___ RECORDS SUPPLIED ___

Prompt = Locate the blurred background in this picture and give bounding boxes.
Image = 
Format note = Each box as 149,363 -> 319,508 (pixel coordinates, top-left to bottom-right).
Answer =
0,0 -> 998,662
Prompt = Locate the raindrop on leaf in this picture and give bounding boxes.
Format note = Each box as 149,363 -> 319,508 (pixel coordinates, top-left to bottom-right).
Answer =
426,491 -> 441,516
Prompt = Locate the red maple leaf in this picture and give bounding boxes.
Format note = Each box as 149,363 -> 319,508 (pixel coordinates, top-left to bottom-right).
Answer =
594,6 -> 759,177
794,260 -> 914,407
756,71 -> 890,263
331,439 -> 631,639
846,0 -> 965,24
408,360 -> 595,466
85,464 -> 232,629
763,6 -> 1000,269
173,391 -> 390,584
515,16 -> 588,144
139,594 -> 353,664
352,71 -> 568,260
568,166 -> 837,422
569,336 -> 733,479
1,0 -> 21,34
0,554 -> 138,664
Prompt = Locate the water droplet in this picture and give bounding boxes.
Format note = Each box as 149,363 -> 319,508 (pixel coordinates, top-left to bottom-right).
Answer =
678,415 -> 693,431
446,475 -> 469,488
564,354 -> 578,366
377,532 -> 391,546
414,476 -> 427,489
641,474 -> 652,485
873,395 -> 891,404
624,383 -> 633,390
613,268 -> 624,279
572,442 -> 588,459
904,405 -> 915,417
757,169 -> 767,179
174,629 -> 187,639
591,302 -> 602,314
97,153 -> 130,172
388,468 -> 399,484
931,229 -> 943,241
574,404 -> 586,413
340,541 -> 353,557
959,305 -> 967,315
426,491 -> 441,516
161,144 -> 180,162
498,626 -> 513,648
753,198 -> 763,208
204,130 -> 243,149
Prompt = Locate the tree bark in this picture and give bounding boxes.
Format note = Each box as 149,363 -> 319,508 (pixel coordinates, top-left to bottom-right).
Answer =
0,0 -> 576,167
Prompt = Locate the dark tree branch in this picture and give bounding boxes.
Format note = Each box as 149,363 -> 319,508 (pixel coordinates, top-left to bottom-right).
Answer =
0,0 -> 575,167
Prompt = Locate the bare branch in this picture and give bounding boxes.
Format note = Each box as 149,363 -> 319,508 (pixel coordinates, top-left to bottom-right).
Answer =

___

- DIRECTIONS
The records above need copying again. Keep each word as it is.

- RESULT OF THE EXERCISE
Prompt = Locate the blurred background in this picture and give bounding boxes.
Image = 
Format note = Each box as 149,363 -> 319,508 (pixel coordinates, top-left to bottom-right).
Answer =
0,0 -> 998,662
Prompt = Locate the raindrop on leaf in this picture and give bounding boxes.
Format note = Each box as 149,363 -> 319,508 (pixel coordinates, top-left to bottom-right).
Answer =
426,491 -> 441,516
Prompt = Locate the red maple leaf in this picture and give bounding boxes.
Format note = Each box as 149,363 -> 319,508 (pixel coordinates, top-left to bottom-right).
Answer =
594,6 -> 759,177
794,260 -> 914,407
756,71 -> 890,263
331,439 -> 631,639
846,0 -> 965,24
408,360 -> 595,466
85,464 -> 232,629
763,6 -> 1000,269
173,391 -> 390,584
515,16 -> 588,144
139,594 -> 353,664
352,71 -> 568,260
568,166 -> 837,422
569,336 -> 733,479
1,0 -> 21,34
0,554 -> 138,664
Prompt = Locate the water droplet in this picture and give bounding boxes.
Format note = Each box as 149,363 -> 319,508 (pixel coordinates, top-left to bottom-right).
Answer =
678,415 -> 693,431
446,475 -> 469,488
564,354 -> 578,366
377,532 -> 391,546
414,476 -> 427,489
641,474 -> 652,485
873,395 -> 891,404
624,383 -> 633,390
613,268 -> 624,279
572,442 -> 588,459
904,405 -> 915,417
757,169 -> 767,179
174,629 -> 187,639
591,302 -> 602,314
97,153 -> 130,172
388,468 -> 399,484
931,229 -> 943,241
574,404 -> 586,413
340,541 -> 353,557
959,305 -> 967,315
426,491 -> 441,516
161,144 -> 180,162
498,626 -> 513,648
753,198 -> 763,208
204,130 -> 243,149
Prompt = Locate the tree bark in this picture and give bounding boxes.
Format note = Each box as 149,363 -> 319,508 (pixel coordinates, top-left to bottom-right).
Answer =
0,0 -> 576,167
Prompt = Locate the dark tree branch in this picture and give bounding boxes.
Format note = Each box as 149,363 -> 319,508 (pixel coordinates, top-left to bottom-right).
Answer =
0,0 -> 575,167
Prompt = Locate the bare branch in this picture and give bounding boxes.
Format note = Each box as 149,363 -> 319,508 (pixel coordinates, top-left to bottom-right).
Answer =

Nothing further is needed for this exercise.